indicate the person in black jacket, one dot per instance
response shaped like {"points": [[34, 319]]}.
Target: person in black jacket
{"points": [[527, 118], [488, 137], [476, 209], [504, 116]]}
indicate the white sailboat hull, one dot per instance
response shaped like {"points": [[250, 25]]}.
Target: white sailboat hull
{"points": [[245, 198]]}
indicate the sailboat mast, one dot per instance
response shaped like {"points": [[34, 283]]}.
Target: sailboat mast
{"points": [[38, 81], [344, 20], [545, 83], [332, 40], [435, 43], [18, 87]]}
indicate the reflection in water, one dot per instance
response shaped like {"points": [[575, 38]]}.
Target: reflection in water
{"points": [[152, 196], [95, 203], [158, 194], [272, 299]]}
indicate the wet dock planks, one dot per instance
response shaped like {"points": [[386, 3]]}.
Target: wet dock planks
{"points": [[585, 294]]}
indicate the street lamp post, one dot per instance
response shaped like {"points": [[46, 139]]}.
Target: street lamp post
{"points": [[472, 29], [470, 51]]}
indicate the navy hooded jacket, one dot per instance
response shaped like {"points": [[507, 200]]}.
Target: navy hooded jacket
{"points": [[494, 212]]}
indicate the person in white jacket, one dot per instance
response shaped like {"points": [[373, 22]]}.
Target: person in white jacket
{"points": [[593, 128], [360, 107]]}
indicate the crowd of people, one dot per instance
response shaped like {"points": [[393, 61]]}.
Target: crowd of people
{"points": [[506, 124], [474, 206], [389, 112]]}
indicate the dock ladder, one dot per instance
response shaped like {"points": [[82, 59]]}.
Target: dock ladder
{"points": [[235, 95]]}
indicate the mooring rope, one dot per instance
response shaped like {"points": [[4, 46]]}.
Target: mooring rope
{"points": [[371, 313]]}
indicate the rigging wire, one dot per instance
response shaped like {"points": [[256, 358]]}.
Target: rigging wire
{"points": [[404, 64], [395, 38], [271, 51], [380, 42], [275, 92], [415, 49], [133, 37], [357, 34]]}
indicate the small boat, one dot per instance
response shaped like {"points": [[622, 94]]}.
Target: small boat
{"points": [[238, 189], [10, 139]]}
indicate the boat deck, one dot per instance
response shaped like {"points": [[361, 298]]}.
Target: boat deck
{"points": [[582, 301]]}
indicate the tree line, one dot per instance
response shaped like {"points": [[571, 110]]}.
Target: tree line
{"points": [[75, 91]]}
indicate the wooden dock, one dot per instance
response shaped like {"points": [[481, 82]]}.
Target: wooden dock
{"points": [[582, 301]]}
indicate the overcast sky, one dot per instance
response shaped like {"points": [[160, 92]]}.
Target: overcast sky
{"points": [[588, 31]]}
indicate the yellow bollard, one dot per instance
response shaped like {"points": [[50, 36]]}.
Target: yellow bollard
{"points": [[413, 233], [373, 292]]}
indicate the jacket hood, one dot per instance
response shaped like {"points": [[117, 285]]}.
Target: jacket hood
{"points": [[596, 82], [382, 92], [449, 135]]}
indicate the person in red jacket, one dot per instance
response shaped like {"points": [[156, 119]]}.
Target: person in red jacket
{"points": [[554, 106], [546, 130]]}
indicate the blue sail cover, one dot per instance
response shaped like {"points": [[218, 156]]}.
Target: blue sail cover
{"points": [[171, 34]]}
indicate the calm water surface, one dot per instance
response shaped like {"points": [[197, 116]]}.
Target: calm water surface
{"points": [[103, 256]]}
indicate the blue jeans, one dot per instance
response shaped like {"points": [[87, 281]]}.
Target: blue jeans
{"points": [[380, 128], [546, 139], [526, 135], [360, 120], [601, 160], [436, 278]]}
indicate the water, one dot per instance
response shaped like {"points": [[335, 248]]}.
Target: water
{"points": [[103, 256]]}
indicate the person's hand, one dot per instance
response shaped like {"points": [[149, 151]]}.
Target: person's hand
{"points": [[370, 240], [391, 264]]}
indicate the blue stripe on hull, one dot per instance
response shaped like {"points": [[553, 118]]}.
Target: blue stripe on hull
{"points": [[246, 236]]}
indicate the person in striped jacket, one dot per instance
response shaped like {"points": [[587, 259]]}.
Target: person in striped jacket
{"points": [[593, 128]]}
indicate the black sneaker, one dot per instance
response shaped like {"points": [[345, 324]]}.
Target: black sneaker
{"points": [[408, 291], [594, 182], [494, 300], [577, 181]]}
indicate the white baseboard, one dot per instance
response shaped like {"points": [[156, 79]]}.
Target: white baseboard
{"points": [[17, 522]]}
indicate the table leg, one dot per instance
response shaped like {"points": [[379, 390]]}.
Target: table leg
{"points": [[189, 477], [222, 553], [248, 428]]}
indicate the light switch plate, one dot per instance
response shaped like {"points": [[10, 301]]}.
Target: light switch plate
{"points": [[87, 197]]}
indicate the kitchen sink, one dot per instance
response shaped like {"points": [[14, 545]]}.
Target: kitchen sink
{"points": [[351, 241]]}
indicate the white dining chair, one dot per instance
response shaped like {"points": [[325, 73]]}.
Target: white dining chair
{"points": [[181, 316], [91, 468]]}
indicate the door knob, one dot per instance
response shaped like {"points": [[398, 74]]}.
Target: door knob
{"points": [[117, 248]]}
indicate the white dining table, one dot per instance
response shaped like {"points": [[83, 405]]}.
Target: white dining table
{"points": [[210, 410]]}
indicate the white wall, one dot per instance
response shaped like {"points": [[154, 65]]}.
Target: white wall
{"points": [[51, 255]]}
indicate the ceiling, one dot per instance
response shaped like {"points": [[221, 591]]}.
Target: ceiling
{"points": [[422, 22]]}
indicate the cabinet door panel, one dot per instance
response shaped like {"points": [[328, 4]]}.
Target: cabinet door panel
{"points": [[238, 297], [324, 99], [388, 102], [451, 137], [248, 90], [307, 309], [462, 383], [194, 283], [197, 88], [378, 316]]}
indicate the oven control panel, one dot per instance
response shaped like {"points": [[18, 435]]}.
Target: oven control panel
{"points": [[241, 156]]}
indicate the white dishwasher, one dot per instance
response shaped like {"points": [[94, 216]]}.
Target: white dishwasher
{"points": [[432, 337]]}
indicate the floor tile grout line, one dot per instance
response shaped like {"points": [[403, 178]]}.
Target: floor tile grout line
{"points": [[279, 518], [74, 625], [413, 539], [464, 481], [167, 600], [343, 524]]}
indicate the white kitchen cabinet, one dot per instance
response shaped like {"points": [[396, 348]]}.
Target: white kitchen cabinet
○ ○ ○ ○ ○
(To do):
Every record above should be output exactly.

(Answer below):
indicate the person in black jacket, one dot per instance
response shaped like {"points": [[34, 319]]}.
Target: person in black jacket
{"points": [[527, 118], [488, 137], [476, 209], [504, 116]]}
indicate the white sailboat hull, one dot per instance
response shaped like {"points": [[250, 25]]}.
Target: white sailboat hull
{"points": [[245, 198]]}
indicate the sailboat mast, one dot per instance
response shaped like {"points": [[34, 283]]}.
Target: sailboat mast
{"points": [[38, 81], [344, 20], [545, 83], [332, 40], [435, 43], [18, 87]]}
indicate the reflection in water, one dot per instance
response shaped like {"points": [[575, 38]]}.
Target: reflection in water
{"points": [[152, 196], [95, 203], [158, 194], [272, 299]]}
indicate the wet dock planks, one dot per instance
response shaped like {"points": [[386, 3]]}.
Target: wet dock planks
{"points": [[585, 294]]}
indicate the street lamp post, one dot per instance
response shaped like {"points": [[46, 139]]}.
Target: street lamp post
{"points": [[472, 29], [470, 51]]}
indicate the navy hooded jacket, one dot per instance
response shaped like {"points": [[507, 200]]}.
Target: navy hooded jacket
{"points": [[494, 212]]}
indicate the person in white jacket, one dot per instance
response shaped like {"points": [[373, 22]]}.
Target: person in white jacket
{"points": [[593, 128], [360, 107]]}
indicate the crowd of people, one dot per instance
response shaped like {"points": [[393, 61]]}.
Target: crowd of people
{"points": [[506, 124], [474, 206], [389, 112]]}
indicate the dock ladder, one dot per instance
response shaped like {"points": [[82, 59]]}.
Target: dock ladder
{"points": [[235, 95]]}
indicate the mooring rope, one dot per instance
response shaped like {"points": [[4, 46]]}.
Target: mooring rope
{"points": [[371, 313]]}
indicate the rigging wire, one dot per instance
response shaped like {"points": [[256, 358]]}.
Target: rigging wire
{"points": [[404, 64], [395, 38], [271, 51], [380, 42], [275, 92], [415, 49], [133, 37], [357, 34]]}
indicate the small boat, one dot per instance
response shaped like {"points": [[622, 94]]}.
Target: small boat
{"points": [[238, 189], [10, 139]]}
indicate the boat deck, one dot per instance
response shaped like {"points": [[361, 298]]}.
Target: boat deck
{"points": [[582, 301]]}
indicate the tree line, one dot per instance
response shaped like {"points": [[571, 110]]}.
Target: tree line
{"points": [[75, 91]]}
indicate the wooden dock, one dot per instance
response shaped like {"points": [[481, 82]]}.
Target: wooden dock
{"points": [[582, 301]]}
indicate the overcast sky, one dot per instance
response shaped like {"points": [[160, 92]]}.
Target: overcast sky
{"points": [[588, 31]]}
indicate the yellow bollard, one dot per instance
response shaped like {"points": [[50, 36]]}.
Target: yellow bollard
{"points": [[413, 233], [373, 292]]}
indicate the jacket hood, one dot per instance
response shaped like {"points": [[117, 285]]}.
Target: jacket hood
{"points": [[596, 82], [382, 92], [449, 135]]}
indicate the person in red jacket, one dot per instance
response shaped like {"points": [[156, 119]]}.
Target: person in red jacket
{"points": [[554, 106], [546, 130]]}
indicate the blue sail cover, one dot per instance
response shaped like {"points": [[218, 156]]}.
Target: blue sail cover
{"points": [[171, 34]]}
indicate the calm water surface, one dot per instance
response shaped like {"points": [[197, 116]]}.
Target: calm water surface
{"points": [[103, 256]]}
indicate the blue jeans, one dot per instance
response shaped like {"points": [[87, 281]]}.
Target: blue jeans
{"points": [[380, 128], [546, 139], [526, 135], [360, 120], [601, 160], [436, 278]]}
indicate the water, one dot per instance
response shaped like {"points": [[335, 248]]}.
Target: water
{"points": [[103, 256]]}
indicate the person's hand, one dot per instance
response shaped like {"points": [[149, 151]]}.
Target: person's hand
{"points": [[370, 240], [391, 264]]}
indicate the blue stripe on hull, one dot per instance
response shaped like {"points": [[553, 118]]}.
Target: blue stripe on hull
{"points": [[246, 236]]}
indicate the person in striped jacket, one dot per instance
response shaped like {"points": [[587, 259]]}.
Target: person in striped jacket
{"points": [[593, 128]]}
indicate the black sneaker, one dot per instance
response shaped like {"points": [[345, 324]]}.
Target: black sneaker
{"points": [[408, 291], [594, 182], [494, 300], [577, 181]]}
indicate the white baseboard, one dot per instance
response shaped like {"points": [[156, 79]]}.
Target: white baseboard
{"points": [[17, 522]]}
indicate the table leg, one dot per instance
response shaped like {"points": [[379, 390]]}.
Target: table leg
{"points": [[189, 477], [222, 553], [248, 428]]}
indicate the light switch plate, one dot per instance
response shaped like {"points": [[10, 301]]}.
Target: light switch plate
{"points": [[87, 197]]}
indicate the kitchen sink, one dot per instance
response shaped like {"points": [[14, 545]]}.
Target: kitchen sink
{"points": [[351, 241]]}
indicate the white dining chair, one dot per instance
response shaped like {"points": [[325, 73]]}.
Target: white dining chair
{"points": [[181, 316], [91, 468]]}
indicate the door knob, one dot per instance
response shaped like {"points": [[398, 74]]}.
Target: door knob
{"points": [[117, 248]]}
indicate the white dining table, one dot per instance
response shaped like {"points": [[83, 405]]}.
Target: white dining table
{"points": [[210, 410]]}
indicate the white wall, one dot per instance
response shaped like {"points": [[154, 65]]}.
Target: white wall
{"points": [[51, 255]]}
indicate the ceiling, one dot per instance
response shaped like {"points": [[221, 591]]}.
Target: ceiling
{"points": [[422, 22]]}
indicate the cabinet door panel, one dot per instance
response shaped like {"points": [[328, 4]]}.
Target: cabinet door panel
{"points": [[238, 297], [324, 99], [388, 102], [451, 137], [248, 90], [307, 309], [462, 383], [194, 283], [197, 88], [378, 316]]}
indicate the oven control panel, one dot per instance
response shaped like {"points": [[18, 435]]}.
Target: oven control panel
{"points": [[241, 156]]}
indicate the white dishwasher, one dot per instance
response shaped like {"points": [[94, 216]]}.
Target: white dishwasher
{"points": [[432, 337]]}
indicate the floor tile grout line, one dot per instance
response shaped like {"points": [[403, 178]]}.
Target: floor tile grout line
{"points": [[279, 518], [74, 625], [413, 539], [464, 481], [167, 600], [343, 524]]}
indicate the white kitchen cabinet, one dot per instance
response shaped like {"points": [[396, 348]]}.
Target: white kitchen cabinet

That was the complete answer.